Entries for locating named things:
* * * * *

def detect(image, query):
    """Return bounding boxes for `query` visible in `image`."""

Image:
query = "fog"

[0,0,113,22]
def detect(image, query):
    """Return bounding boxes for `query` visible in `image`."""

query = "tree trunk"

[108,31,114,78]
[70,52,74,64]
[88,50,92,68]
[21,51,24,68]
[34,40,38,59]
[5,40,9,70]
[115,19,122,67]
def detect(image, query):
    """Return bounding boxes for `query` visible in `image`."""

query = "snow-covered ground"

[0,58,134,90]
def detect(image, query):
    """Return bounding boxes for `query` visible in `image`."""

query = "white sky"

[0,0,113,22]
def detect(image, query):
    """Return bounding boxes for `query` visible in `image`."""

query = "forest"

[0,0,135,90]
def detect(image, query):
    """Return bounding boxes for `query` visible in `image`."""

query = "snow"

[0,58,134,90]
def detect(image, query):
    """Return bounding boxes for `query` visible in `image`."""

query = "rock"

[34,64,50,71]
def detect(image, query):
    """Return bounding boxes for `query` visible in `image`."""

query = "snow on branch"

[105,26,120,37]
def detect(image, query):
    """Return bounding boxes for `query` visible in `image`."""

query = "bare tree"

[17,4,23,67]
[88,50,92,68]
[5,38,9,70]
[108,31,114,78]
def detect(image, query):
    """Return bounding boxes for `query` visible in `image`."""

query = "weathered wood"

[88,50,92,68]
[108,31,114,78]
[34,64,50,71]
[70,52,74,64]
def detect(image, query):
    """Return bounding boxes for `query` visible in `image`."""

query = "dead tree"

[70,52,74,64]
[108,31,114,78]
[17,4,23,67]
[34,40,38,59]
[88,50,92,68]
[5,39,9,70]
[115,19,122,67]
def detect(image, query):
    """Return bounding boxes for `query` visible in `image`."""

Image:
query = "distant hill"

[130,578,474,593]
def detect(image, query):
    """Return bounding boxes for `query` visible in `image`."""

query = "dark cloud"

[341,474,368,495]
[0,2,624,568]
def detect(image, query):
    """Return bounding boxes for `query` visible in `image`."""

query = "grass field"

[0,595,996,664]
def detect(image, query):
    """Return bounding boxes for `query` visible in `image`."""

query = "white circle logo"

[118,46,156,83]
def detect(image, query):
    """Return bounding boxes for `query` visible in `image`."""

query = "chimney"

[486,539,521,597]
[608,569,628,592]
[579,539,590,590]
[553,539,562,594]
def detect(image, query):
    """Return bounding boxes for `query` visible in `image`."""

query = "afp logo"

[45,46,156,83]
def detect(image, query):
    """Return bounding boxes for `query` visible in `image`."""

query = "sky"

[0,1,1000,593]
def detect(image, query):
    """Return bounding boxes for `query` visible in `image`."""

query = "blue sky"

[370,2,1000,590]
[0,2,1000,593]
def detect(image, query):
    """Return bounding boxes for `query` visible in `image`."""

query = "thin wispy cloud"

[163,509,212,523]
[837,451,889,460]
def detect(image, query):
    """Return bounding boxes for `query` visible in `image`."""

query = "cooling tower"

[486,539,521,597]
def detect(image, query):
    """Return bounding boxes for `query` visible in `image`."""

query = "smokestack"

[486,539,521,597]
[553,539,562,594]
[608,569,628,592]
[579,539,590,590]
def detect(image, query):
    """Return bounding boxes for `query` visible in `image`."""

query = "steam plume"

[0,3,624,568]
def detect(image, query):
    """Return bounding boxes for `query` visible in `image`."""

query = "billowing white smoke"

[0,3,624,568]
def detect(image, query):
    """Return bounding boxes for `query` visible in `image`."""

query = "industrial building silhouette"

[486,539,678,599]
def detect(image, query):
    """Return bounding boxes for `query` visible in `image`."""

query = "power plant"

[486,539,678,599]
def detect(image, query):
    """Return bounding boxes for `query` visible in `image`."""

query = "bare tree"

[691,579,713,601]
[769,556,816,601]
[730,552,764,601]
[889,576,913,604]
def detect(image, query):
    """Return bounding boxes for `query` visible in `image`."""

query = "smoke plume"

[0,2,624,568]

* * * * *

*Description of the task*. Write out the records above word for word, from their first line through the line containing "[118,46,156,83]", including that line.

*Expected answer*.
def detect(image, query):
    """Return bounding boxes for `query` visible in `image`."""

Image:
query = "fog"

[0,0,113,22]
def detect(image, query):
    """Return bounding boxes for `query` visible in `image`."""

query = "tree trunk"

[108,31,114,78]
[70,52,74,64]
[88,50,92,68]
[21,51,24,68]
[34,40,38,59]
[5,40,9,70]
[115,19,122,67]
def detect(image, query):
    """Return bounding boxes for `query` visible in `image`."""

query = "snow-covered ground"

[0,58,134,90]
def detect(image, query):
    """Return bounding boxes for `query` visible in `image`."""

query = "white sky"

[0,0,113,22]
def detect(image, query):
    """Return bounding boxes for `query` visible in `image`."""

query = "forest"

[0,0,135,90]
def detect(image, query):
    """Return bounding boxes for `query` visible in `image`."""

query = "snow"

[0,58,134,90]
def detect(image, query):
    """Return bounding boxes for `query` visible in `image`."""

query = "rock"

[34,64,50,71]
def detect(image, query):
    """Return bounding boxes for `query` visible in `image`."""

query = "snow on branch"

[105,26,120,37]
def detect(image, query):
    """Return bounding boxes for `query` visible in `image`."""

query = "bare tree"

[17,4,23,67]
[88,50,92,68]
[5,38,9,70]
[108,31,114,78]
def detect(image, query):
    """Return bounding boxes for `query` visible in `image`."""

query = "weathered wood"

[88,50,92,68]
[108,31,114,78]
[34,64,50,71]
[70,52,74,64]
def detect(image, query):
    """Return bounding boxes for `query` visible in `image`."""

query = "dead tree"

[70,52,74,64]
[108,31,114,78]
[17,4,23,67]
[34,40,38,59]
[88,50,92,68]
[5,39,9,70]
[115,19,122,67]
def detect(image, query):
    """Return bounding boxes for `query` visible in `image`."""

Image:
query = "distant hill"

[130,578,474,593]
def detect(image, query):
    """Return bounding boxes for `query` visible in `image`."""

query = "dark cloud"

[341,474,368,495]
[0,2,624,568]
def detect(image, query):
    """Return bounding boxes for `query` visible in `image`."""

query = "grass field"

[0,595,996,664]
def detect(image, query):
    """Return bounding boxes for `query` visible in `image`."""

query = "white circle logo"

[118,46,156,83]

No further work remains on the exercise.